▸ WHAT THE TASK ASKS
Set out the records as a Markdown table with the columns Row and Text, starting with the first line and going on through the line containing "212), (445, 223)]". Give each line its own row number and leave out blank lines.

Segmentation data

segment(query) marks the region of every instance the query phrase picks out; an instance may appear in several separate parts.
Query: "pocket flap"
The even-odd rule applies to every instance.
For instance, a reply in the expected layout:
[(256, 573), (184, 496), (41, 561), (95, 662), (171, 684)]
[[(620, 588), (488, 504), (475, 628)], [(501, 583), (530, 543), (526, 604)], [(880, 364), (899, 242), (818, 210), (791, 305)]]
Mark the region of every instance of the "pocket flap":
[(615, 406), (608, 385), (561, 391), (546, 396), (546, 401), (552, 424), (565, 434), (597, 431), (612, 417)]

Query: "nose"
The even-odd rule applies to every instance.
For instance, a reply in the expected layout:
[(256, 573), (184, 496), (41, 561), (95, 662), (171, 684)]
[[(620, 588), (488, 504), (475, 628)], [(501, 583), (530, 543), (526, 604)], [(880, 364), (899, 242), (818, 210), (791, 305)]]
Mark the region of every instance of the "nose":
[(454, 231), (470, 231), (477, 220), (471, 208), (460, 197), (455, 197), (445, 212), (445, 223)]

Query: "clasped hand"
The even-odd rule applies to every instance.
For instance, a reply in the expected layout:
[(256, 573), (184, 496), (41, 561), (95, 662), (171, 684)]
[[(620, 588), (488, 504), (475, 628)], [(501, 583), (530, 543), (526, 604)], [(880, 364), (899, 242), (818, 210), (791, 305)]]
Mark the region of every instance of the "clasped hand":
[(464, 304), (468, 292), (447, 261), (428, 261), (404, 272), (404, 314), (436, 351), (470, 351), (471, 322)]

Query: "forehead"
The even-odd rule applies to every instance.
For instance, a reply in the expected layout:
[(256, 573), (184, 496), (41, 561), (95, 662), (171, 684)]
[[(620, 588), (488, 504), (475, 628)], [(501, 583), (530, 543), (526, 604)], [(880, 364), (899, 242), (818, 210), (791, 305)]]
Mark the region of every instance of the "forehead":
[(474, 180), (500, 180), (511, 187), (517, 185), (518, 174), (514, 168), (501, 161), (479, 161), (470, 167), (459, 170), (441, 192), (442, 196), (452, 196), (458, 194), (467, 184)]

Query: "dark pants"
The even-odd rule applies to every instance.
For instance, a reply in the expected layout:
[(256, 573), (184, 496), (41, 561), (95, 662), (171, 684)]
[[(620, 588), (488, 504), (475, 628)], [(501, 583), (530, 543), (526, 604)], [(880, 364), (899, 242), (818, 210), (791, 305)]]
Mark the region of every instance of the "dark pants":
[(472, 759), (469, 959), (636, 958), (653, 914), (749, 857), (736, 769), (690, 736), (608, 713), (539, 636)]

▸ THE ANSWER
| Row | Text |
|---|---|
| 1 | segment(query) marks the region of every instance the query phrase picks out; an instance may appear in several separate parts. |
| 2 | Query: "pocket flap" |
| 3 | The even-odd rule applies to every instance. |
| 4 | For instance, a reply in the expected layout: |
| 5 | [(256, 573), (184, 496), (41, 561), (95, 662), (171, 684)] |
| 6 | [[(620, 588), (488, 504), (475, 628)], [(501, 583), (530, 543), (526, 604)], [(880, 364), (899, 242), (818, 210), (791, 305)]] |
| 7 | Mark the region of every instance of the "pocket flap": |
| 8 | [(615, 406), (608, 385), (561, 391), (546, 396), (546, 401), (552, 424), (565, 434), (597, 431), (612, 417)] |
| 9 | Query: "nose" |
| 10 | The even-odd rule applies to every instance. |
| 11 | For instance, a reply in the expected layout: |
| 12 | [(256, 573), (184, 496), (41, 561), (95, 662), (171, 684)] |
| 13 | [[(620, 588), (488, 504), (475, 628)], [(501, 583), (530, 543), (526, 604)], [(880, 364), (899, 242), (818, 210), (791, 305)]] |
| 14 | Mark the region of every instance of the "nose": |
| 15 | [(454, 231), (470, 231), (477, 220), (471, 208), (460, 197), (455, 197), (445, 212), (445, 223)] |